Führen Sie die Verwaltungsantwort zur Stickstoffdioxid-Belastung im Stadtbezirk Ricklingen im Anschluss an ihren letzten Satz fort.

Dokumentauszug ▸
# # # #

Freitag, 27. Juli 2018

Anfrage Stick(stoffdi)oxid-Belastung im Stadtbezirk Ricklingen

Landeshauptstadt Hannover

Antwort 15-2280/2017 F1

An den Stadtbezirksrat Ricklingen (zur Kenntnis)
Zu Top 6.3.1.


Antwort der Verwaltung auf die
Anfrage Stick(stoffdi)oxid-Belastung im Stadtbezirk Ricklingen
Sitzung des Stadtbezirksrates Ricklingen am 21.09.2017
TOP 6.3.1.


In der Europäischen Union gelten für NOx Grenzwerte, deren Nichteinhaltung Bußgelder von bis zu 10.000 Euro pro Tag nach sich ziehen können. Die Hannoverschen Allgemeinen Zeitung berichtete am 2. März 2017 *, der bis dato bestehende Luftreinhalte- bzw. Luftqualitätsplan habe die NOx-Werte nicht unter die geforderte EU-Obergrenze drücken können. Deshalb erarbeite das Umweltamt der Landeshauptstadt noch im Frühjahr 2017 einen neuen Luftreinehalteplan. Außerdem wird in dem HAZ-Artikel über „Passivsammler“ zur Messung des Stickstoffdioxidgehaltes u.a. in der Friedrich-Ebert-Straße und in der Bornumer Straße berichtet. Bis heute scheint der angekündigte neue Luftreinhalteplan nicht finalisiert bzw. ist zumindest nicht öffentlich einsehbar. Laut verschiedener Presseartikel sollen deswegen in Hannover bereits Klagen in Vorbereitung sein, in deren Folge höchstwahrscheinlich Fahrverbote für Dieselkraftfahrzeuge unumgänglich wären.


Vor diesem Hintergrund frage ich die Verwaltung:
1. Wer trüge die Haftung, wenn aufgrund überlanger Bearbeitungsdauer bei der Erstellung eines neuen Luftreinhalteplanes Buß- oder Strafgelder verhängt würden?
2. Ist der angekündigte neue Luftreinhalteplan bereits fertiggestellt bzw. wann wird dies der Fall sein, wo ist er einsehbar bzw. wird er einsehbar sein und was unternimmt die Verwaltung zusätzlich zum bestehenden Luftreinhalteplan, um Schaden von den Bürgern des besonders stark belasteten Stadtbezirks Ricklingen abzuwenden und ggf. drohenden gerichtlichen Fahrverboten entgegen zu wirken?
3. Wo sind die Passivsammler in der Friedrich-Ebert-Straße und in der Bornumer Straße platziert, wo können die Messwerte eingesehen werden und an wie vielen Tagen sind die EU-Grenzwerte für NOx in den vergangenen 12 Monaten (Zeitraum: 1. September 2016 bis 31. August 2017) überschritten worden?


Antwort der Verwaltung
Zu Frage 1: Im Zusammenhang mit der Fragebegründung wird die Anfrage zu 1. dahin verstanden, wer im Falle einer vom Europäischen Gerichtshof wegen Nichteinhaltung der EU-Vorgaben zu den Stickoxid-Grenzwerten (vgl. Richtlinie 2008/50/EG des Europäischen Parlaments und des Rates vom 21. Mai 2008 über Luftqualität und saubere Luft für Europa) verhängten Sanktionen (Zwangsgeld bzw. Pauschalbetrag) zu haften hätte.

# # # #

Datenabschnitt ▸
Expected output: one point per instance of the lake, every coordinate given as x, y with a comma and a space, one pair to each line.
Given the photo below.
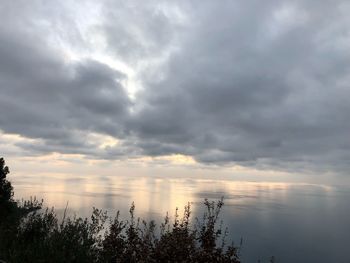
293, 222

# # # #

Antwort zur Aufgabe ▸
Grundlage einer solchen Sanktion wäre ein Vertragsverletzungsverfahren gem. Art. 258, 260 des Vertrages über die Arbeitsweise der Europäischen Union, der Europäischen Kommission gegen die Bundesrepublik Deutschland.

Das Vertragsverletzungsverfahren ist mehrstufig aufgebaut. Zunächst hat die Europäische Kommission ein Vorverfahren durchzuführen, um den eigentlichen Streitgegenstand festzulegen. Innerhalb des Vorverfahrens kann es noch zu einer außergerichtlichen Einigung kommen. Die Kommission eröffnet das Vorverfahren mit einem Mahnschreiben an den jeweiligen Mitgliedstaat. In der Regel tauschen die Kommission und der Mitgliedstaat dann über einen längeren Zeitraum verschiedene Schriftstücke aus. Gelangt die Kommission zu dem Fazit, ein Staat komme seinen Verpflichtungen nach dem Unionsrecht nicht nach, gibt sie eine begründete Stellungnahme ab.
Neben einer Begründung, warum die Kommission der Ansicht ist, der Mitgliedstaat verstoße gegen Unionsrecht, enthält die begründete Stellungnahme eine förmliche Aufforderung, innerhalb einer bestimmten Frist den Verstoß abzustellen.
Kommt der Mitgliedsstaat diesem nicht nach, kann die Kommission den Europäischen Gerichtshof (EuGH) mit dem Fall befassen.
Ca. 95 % der Fälle werden in der Praxis allerdings geklärt, ohne dass der Gerichtshof mit dem Fall befasst werden muss.
Der EuGH prüft die vorgetragenen Tatsachen der Kommission und stellt fest, ob sich aus den von der Kommission vorgetragenen Tatsachen ein Verstoß gegen das Recht der Europäischen Union ergibt, sowie ob der Mitgliedstaat innerhalb der Frist eine Übereinstimmung mit dem Unionsrecht hergestellt hat. Die EU-Kommission kann den Gerichtshof ersuchen, bereits in einem ersten Urteil Sanktionen gegen den Mitgliedstaat zu verhängen.
Kommt ein Mitgliedstaat dem Urteil des EuGH nicht nach, kann die Kommission ein weiteres Vertragsverletzungsverfahren einleiten, in dem der Gerichtshof sodann Sanktionen verhängen kann. Vor der Befassung des EuGH ergeht bei einem zweiten Vertragsverletzungsverfahren nur ein Mahnschreiben. Die Sanktionen werden von der EU-Kommission vorgeschlagen. Der EuGH ist bei einer zweiten Verurteilung an den Vorschlag nach oben nicht gebunden.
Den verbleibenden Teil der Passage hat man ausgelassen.